■ Your instructions
Print every line below. Match each one exactly.

Point localization data:

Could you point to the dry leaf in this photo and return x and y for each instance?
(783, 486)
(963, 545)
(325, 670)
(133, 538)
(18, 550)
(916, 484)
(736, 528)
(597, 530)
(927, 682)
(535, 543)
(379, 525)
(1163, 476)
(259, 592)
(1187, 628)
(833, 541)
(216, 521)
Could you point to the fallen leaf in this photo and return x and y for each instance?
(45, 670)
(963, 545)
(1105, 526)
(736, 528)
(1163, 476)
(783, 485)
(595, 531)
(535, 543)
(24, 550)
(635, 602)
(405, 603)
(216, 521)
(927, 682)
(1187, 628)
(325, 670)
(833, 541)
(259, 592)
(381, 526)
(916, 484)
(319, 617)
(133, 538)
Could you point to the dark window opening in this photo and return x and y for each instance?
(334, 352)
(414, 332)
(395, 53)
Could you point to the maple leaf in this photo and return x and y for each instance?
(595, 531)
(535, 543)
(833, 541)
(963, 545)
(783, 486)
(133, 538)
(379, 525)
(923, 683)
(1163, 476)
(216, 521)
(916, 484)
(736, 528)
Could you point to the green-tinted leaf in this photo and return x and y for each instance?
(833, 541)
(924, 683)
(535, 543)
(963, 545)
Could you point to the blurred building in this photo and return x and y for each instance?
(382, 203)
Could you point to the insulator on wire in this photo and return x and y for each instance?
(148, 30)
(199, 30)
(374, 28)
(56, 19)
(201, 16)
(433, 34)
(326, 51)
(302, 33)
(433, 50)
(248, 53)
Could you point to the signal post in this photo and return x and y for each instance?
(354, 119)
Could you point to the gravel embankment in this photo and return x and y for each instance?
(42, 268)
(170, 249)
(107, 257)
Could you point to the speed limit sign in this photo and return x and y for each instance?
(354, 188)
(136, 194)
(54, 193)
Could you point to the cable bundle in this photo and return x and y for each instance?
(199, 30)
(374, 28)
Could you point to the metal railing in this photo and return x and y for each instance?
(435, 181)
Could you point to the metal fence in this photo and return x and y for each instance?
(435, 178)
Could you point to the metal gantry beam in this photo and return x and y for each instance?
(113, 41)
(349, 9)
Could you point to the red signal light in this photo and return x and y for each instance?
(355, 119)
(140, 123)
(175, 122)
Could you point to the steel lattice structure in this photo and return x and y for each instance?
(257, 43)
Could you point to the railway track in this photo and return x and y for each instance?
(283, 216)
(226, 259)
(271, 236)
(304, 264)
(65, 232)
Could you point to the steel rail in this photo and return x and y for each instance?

■ Solution for this task
Could you point to the dry leaf in this photo and return x and y for each instance?
(783, 486)
(963, 545)
(325, 670)
(133, 538)
(18, 550)
(916, 484)
(736, 528)
(597, 530)
(927, 682)
(535, 543)
(379, 525)
(1163, 476)
(259, 592)
(1187, 628)
(833, 541)
(216, 521)
Could you point to the fallen leaf in this photo and return x and y for each instance?
(45, 670)
(963, 545)
(1105, 526)
(736, 528)
(1163, 476)
(783, 485)
(595, 531)
(535, 543)
(24, 550)
(635, 602)
(405, 603)
(216, 521)
(927, 682)
(1187, 628)
(325, 670)
(833, 541)
(259, 592)
(381, 526)
(916, 484)
(319, 617)
(133, 538)
Could you point to the dark window opening in this photo and return x and y for each instance?
(334, 352)
(414, 332)
(395, 53)
Could you point to the maple leaf in this photo and return x and y for each instance?
(595, 531)
(535, 543)
(833, 541)
(963, 545)
(783, 486)
(133, 538)
(379, 525)
(923, 683)
(1163, 476)
(216, 521)
(916, 484)
(736, 528)
Could you point to the green-tinted leaf in this photo and return x and y for each instance?
(833, 541)
(924, 683)
(535, 543)
(963, 545)
Could you point to the blurred building in this photo and return x and y for each instance?
(382, 203)
Could you point to the insulator on wire in this photo and return x and y for each instance?
(148, 30)
(199, 30)
(374, 28)
(56, 19)
(201, 16)
(433, 34)
(326, 51)
(302, 33)
(433, 50)
(248, 53)
Could you point to the signal post in this photo and return x and y for each instance?
(354, 119)
Could you point to the gravel embankment in this photo and return x and y for each instance?
(42, 268)
(170, 249)
(107, 257)
Could you point to the speed limit sign in this photo and return x and y for each instance?
(354, 188)
(136, 194)
(54, 193)
Could you point to the cable bundle in this photo and return x and y for each instance?
(199, 30)
(374, 28)
Could you point to the metal railing in this photo and return x and y for each instance?
(435, 181)
Could you point to the metal fence in this photo and return x and y for each instance?
(435, 178)
Could you point to the metal gantry beam in this photo and return x and y for each instance?
(113, 41)
(349, 9)
Could you point to the red signal light in this photo and return x and y for each instance?
(355, 119)
(140, 123)
(175, 122)
Could you point to the steel lattice structure in this photo and return x and y for each instance?
(257, 43)
Could you point to the railway track in this photo and return x and y for each instance?
(283, 216)
(226, 259)
(271, 236)
(304, 264)
(65, 232)
Could you point to the steel rail in this photo and return x and y for each instance?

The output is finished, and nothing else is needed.